Appellants preface their next contention by asserting that the Supreme Court decision in Rodriguez v. Compass Shipping Co., 451 U.S. 596, 101 S. Ct. 1945, 68 L. Ed. 2d 472 (1981), is not binding upon our court.[7] This is plainly not the case. See Dodson v. Washington Automotive Co., 461 A.2d 1020 (D.C.1983). We therefore must be guided by the restraints on third-party actions established in Rodriguez.

In this light, appellants' central contention is that a "unique" conflict of interest *439 exists, sufficient to make out an exception to the requirements of § 933. Specifically, appellants urge that there is a disincentive for their employers to pursue their right to sue, where both Bechtel and their employers are bound by WMATA to subscribe to the same insurance program offered by the Lumbermen's Mutual Casualty Company. Therein, appellants argue that the running of the six-month period does not bar a third-party suit in the circumstance where a conflict of interest creates such a disincentive for the employer to sue. We disagree.

Record set:
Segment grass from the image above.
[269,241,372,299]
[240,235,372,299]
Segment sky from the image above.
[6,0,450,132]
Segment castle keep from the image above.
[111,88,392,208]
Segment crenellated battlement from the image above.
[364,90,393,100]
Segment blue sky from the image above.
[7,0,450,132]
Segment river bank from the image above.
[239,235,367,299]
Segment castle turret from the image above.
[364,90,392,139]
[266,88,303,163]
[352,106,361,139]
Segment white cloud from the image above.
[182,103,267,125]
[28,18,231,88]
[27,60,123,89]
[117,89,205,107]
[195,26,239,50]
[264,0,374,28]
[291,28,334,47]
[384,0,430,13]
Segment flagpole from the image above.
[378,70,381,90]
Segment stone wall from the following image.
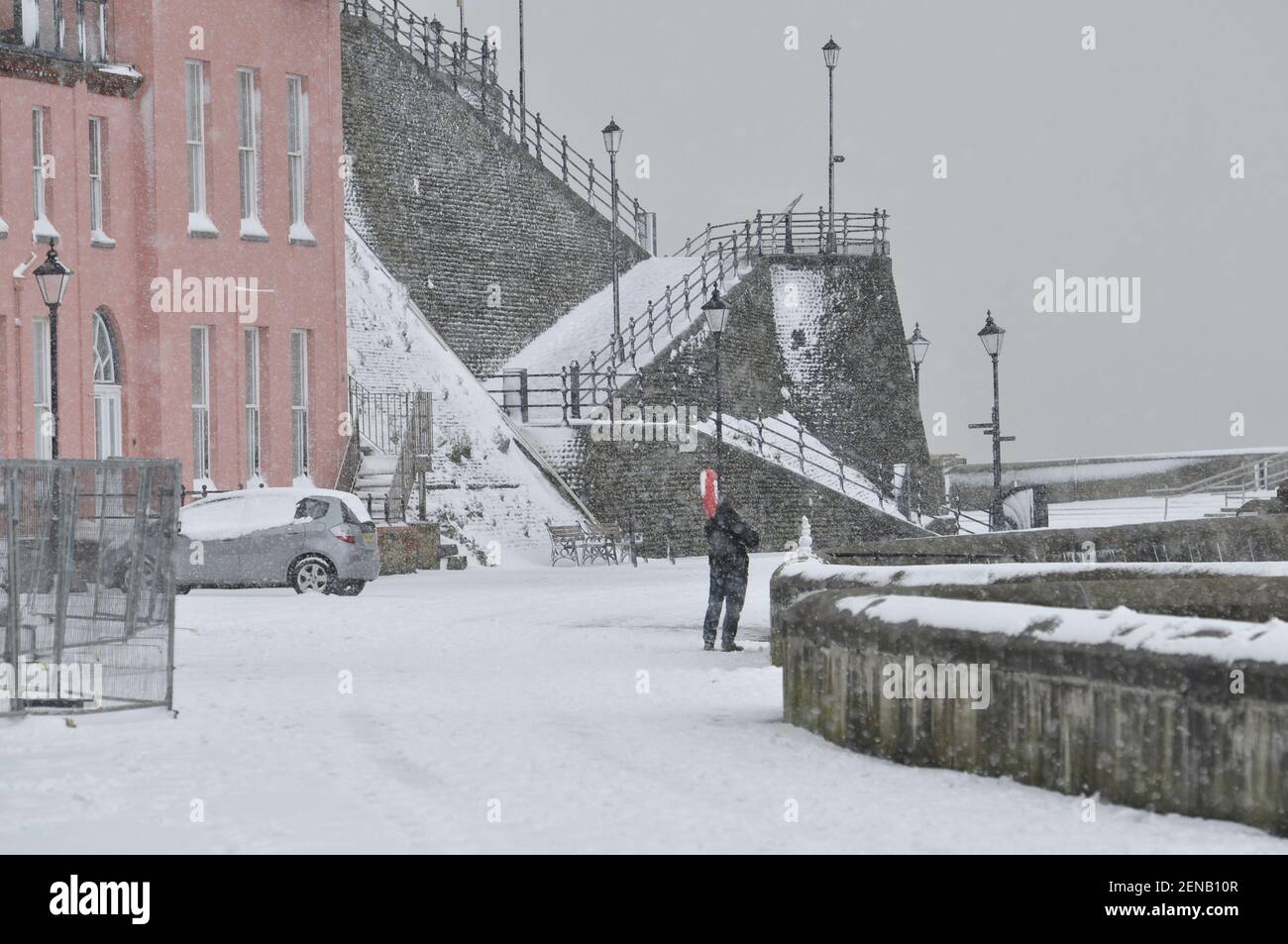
[340,18,644,373]
[548,428,918,557]
[824,515,1288,564]
[774,589,1288,834]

Tasks for this exercise:
1. Repeat the stretch of the excerpt from "In this light, appellants'" through "sue. We disagree.".
2. List every reporter citation (volume, reporter, and first page) that the excerpt gives for a case.
The data were taken from a different source than the excerpt.

Answers for the exercise:
1.
In this light, appellants' central contention is that a "unique" conflict of interest *439 exists, sufficient to make out an exception to the requirements of § 933. Specifically, appellants urge that there is a disincentive for their employers to pursue their right to sue, where both Bechtel and their employers are bound by WMATA to subscribe to the same insurance program offered by the Lumbermen's Mutual Casualty Company. Therein, appellants argue that the running of the six-month period does not bar a third-party suit in the circumstance where a conflict of interest creates such a disincentive for the employer to sue. We disagree.

2.
- 451 U.S. 596
- 101 S. Ct. 1945
- 68 L. Ed. 2d 472
- 461 A.2d 1020